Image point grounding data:
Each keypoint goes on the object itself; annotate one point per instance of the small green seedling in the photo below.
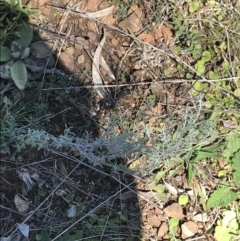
(17, 51)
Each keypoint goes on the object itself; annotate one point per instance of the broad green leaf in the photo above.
(200, 67)
(221, 197)
(233, 146)
(5, 54)
(19, 74)
(213, 75)
(183, 199)
(193, 6)
(236, 161)
(222, 173)
(206, 56)
(15, 46)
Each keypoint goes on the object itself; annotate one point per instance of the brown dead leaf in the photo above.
(148, 38)
(133, 21)
(21, 205)
(153, 221)
(41, 2)
(92, 5)
(174, 211)
(163, 32)
(109, 19)
(162, 230)
(189, 229)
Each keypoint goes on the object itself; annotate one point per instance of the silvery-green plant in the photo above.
(15, 53)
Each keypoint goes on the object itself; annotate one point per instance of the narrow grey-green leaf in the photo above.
(25, 53)
(19, 74)
(5, 53)
(221, 197)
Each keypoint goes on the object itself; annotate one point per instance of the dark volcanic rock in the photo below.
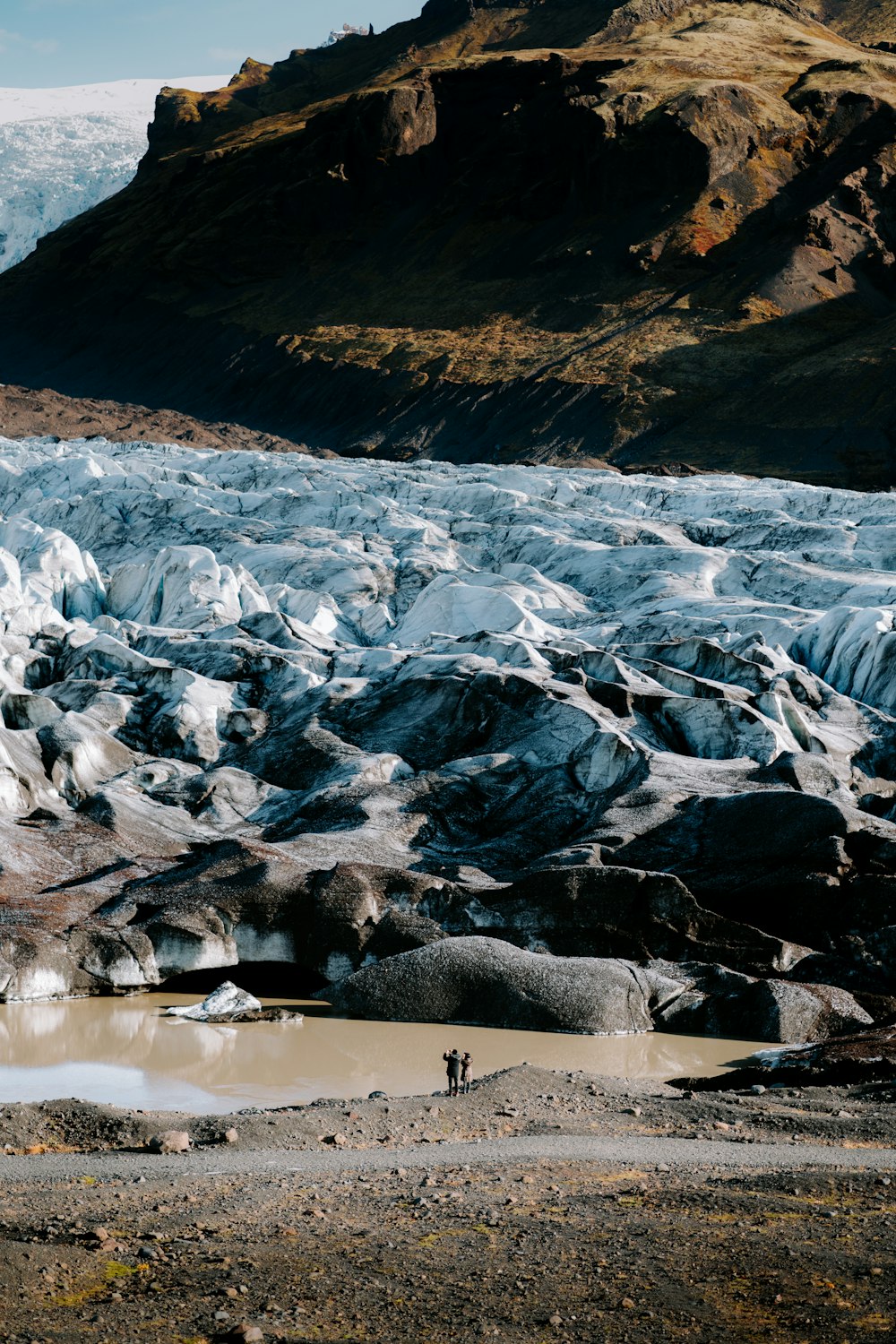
(648, 233)
(611, 911)
(856, 1058)
(487, 983)
(718, 1002)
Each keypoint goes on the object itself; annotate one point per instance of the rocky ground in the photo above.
(426, 1246)
(511, 230)
(38, 411)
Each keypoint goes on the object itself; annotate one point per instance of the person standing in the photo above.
(452, 1070)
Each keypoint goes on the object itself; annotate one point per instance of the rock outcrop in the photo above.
(651, 233)
(487, 983)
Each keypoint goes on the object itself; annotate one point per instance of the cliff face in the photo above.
(546, 230)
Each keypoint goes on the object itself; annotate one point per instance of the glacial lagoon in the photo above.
(128, 1053)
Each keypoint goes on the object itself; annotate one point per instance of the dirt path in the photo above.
(635, 1152)
(541, 1207)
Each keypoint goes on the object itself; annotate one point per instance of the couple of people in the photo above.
(460, 1070)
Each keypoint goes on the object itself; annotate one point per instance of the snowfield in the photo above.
(225, 674)
(62, 151)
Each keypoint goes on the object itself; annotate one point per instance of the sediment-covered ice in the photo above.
(226, 674)
(62, 151)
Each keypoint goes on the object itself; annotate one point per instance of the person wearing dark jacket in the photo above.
(452, 1070)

◆ Required work ◆
Repeat word for word the lines running from the line containing "path in the photo above." to the end of the entries above, inclusive.

◆ Finished exercise ◆
Each keypoint goes on the object itself; annotate one point per instance of the dirt path in the photo above.
(635, 1152)
(541, 1207)
Each keypoint goes on the object itself; annotate one point per instance of the couple of people in the photo above.
(460, 1070)
Each keypoint goes on the object itself; annotate one point per instance of the snowfield in the photo above.
(225, 674)
(62, 151)
Each keypoint goes on the object itself; annotate one point per instance of the sediment-covered ice in the photo above.
(226, 674)
(62, 151)
Each keypoint goes on the object itself; annotate one point per instance of the person wearing dark jacket in the photo above.
(452, 1070)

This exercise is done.